___ Фрагмент документа
Смекни!
smekni.com

Поэтика обращений в лирике Тютчева (стр. 2 из 4)

В «Silentium!» логика смысловой трансформации и интимизации адресата приобретает программную выраженность: к нему последовательно обращены императивы «любуйся – питайся – внимай», т.е. термины перехода от внешнего к внутреннему, от оптической позиции к «соматической» (в ключе романтической «органономии») и к музыкальной. В «О чем ты воешь, ветр ночной?.» условно-возвышенная речь, обращенная к стихии, превращается в признание, устанавливающее между субъектом речи и адресатом отношение тайного родства. В «Нет, моего к тебе пристрастья…» адресатом зачина является персонифицированная «мать-Земля», а вторую часть текста («Весь день в бездействии глубоком…») можно рассматривать либо как развертывание этого обращения в косвенной форме, либо как прорыв исповедальной интонации поверх условно-адресной: в любом случае отвлеченный предмет обращения преобразуется в интимизированную обстановку весеннего дня. В этих и других лирических текстах первого периода перед нами своего рода лирическая «дедукция» (если пользоваться словарем Л.Я.Гинзбург), восходящая к традиции горацианской оды и ее поздних жанровых реплик. И в ученическом «Послании Горация к Меценату…», и в посланиях 20-х годов, и даже в отборе текстов для перевода (Шиллер, Гете, Уланд, Гейне) чувствуется интерес именно к объективной ситуации и к способам ее трансформации в лирический «случай».

Статус адресата обращения может и не меняться, сохранять основную характеристику, но смена типов обращения позволяет Тютчеву раскрыть различные аспекты этого статуса. Так дело обстоит в знаменитом программном стихотворении «Не то, что мните вы, природа…», где происходит смена трех типов обращения: «вы» («мните вы», «вы зрите»), «они» («они не видят и не слышат»), «он/ты» (в грамматически непривычной для сегодняшнего читателя фразе «пойми, коль может»). В этом случае мы наблюдаем пример именно риторического усиления текста – происходит варьирование дистанции от полемического жеста (который еще учитывает гипотетического собеседника как носителя «мнения») к презрительно-обобщенному «они» и, наконец, к неприкрытой инвективе. Обращение развивается в тексте как возрастающее отчуждение адресата. Его зрение оказывается в конце концов видом слепоты: «вы зрите … они не видят» (здесь так же есть приглашение к созерцанию, но более чем формальное – с предпосланной ему уверенностью в невозможности настоящего созерцания со стороны адресата обращения: если что «они» и видят, то это «не то»).
______
___ Представленные данные
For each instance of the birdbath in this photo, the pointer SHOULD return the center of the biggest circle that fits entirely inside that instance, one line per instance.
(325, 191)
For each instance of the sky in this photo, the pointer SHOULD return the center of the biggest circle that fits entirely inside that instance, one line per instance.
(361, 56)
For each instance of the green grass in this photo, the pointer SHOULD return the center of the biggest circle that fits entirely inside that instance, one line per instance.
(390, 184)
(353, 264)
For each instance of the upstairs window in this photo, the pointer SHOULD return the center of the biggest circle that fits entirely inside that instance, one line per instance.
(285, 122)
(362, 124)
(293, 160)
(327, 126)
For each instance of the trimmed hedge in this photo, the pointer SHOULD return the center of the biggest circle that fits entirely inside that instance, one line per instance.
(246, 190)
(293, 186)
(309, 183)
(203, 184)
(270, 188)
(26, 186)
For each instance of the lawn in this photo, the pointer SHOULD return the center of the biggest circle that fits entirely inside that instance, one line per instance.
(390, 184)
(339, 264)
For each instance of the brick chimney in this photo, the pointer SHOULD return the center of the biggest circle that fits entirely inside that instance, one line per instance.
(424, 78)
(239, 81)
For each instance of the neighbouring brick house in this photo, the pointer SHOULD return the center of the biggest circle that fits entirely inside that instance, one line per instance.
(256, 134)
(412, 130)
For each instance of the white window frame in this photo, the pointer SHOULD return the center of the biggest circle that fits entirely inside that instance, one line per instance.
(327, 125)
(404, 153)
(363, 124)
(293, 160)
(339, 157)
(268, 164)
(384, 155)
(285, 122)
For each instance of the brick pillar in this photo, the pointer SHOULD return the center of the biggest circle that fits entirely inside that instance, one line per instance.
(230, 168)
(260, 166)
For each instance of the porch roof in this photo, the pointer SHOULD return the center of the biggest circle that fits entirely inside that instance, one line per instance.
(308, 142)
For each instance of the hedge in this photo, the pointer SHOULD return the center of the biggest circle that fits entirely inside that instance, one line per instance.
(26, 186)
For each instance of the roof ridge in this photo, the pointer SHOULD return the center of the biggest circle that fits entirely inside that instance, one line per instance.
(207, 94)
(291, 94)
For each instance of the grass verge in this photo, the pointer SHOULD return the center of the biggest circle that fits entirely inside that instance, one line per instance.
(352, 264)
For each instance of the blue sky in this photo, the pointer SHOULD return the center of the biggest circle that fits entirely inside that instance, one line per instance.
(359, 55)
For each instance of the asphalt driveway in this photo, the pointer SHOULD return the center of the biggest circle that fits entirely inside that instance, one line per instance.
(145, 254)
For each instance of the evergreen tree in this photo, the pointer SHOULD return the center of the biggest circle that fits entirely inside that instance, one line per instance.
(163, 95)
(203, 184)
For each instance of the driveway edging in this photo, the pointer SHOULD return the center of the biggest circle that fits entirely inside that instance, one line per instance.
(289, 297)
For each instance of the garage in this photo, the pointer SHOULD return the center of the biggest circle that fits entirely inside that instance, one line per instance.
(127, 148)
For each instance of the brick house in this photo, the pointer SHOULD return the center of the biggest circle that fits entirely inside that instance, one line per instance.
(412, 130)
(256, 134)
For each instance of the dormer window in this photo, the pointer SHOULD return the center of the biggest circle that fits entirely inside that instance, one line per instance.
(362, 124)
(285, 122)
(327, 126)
______
- Поставленная задача:
Продолжите текст о поэтике обращений в лирике Тютчева, начав сразу после его последнего предложения. Приведенные строки взяты из другого источника.

- Ответ на задание:
Сложные смысловые оттенки обращений свидетельствуют о том, что условность риторических форм у Тютчева обретает новую содержательность. В «Тени сизые смесились…» обращение возникает во второй части, и его энергия, выражающая себя в нарастании императивности, возводит тему к экстатическому восклицанию последних строк: «Дай вкусить уничтоженья, // С миром дремлющим смешай!». Использование обращения в «пуантовой» позиции свидетельствует о признании за ним важнейшего ресурса лирической экспрессии. Будучи поэтической риторикой, обращение к «сумраку» переводит тему в план «вкушающего» опыта («Дай вкусить уничтоженья»), т.е. в план резкой интенциональности, и это оправдывает риторику как форму внутренней речи.

Одним из источников непосредственного влияния, обусловившего поэтику риторической эмфазы у Тютчева, может считаться Ламартин, соединивший в своих «медитациях» подчеркнутую риторику и элегичность [11]. Но именно на фоне Ламартина становится яснее своеобразие Тютчева: вместо продолжительного чередования интонационных усилений и спадов (что делало поэзию Ламартина, по замечанию П.А.Вяземского, похожей на проповедь [12]) – концентрация эмфазы и раскрытие адреса как смысловой коллизии. Примером сложной, внутренне противоречивой драматургии речевого жеста, которой Тютчев добивается в лирике первого периода, может служить стихотворение «1-е декабря 1837»:

Так здесь-то суждено нам было

Сказать последнее прости...

Прости всему, чем сердце жило,

Что, жизнь твою убив, ее истлило

В твоей измученной груди!..

Прости... Чрез много, много лет

Ты будешь помнить с содроганьем

Сей край, сей брег с его полуденным сияньем,

Где вечный блеск и долгий цвет,

Где поздних, бледных роз дыханьем

Декабрьский воздух разогрет.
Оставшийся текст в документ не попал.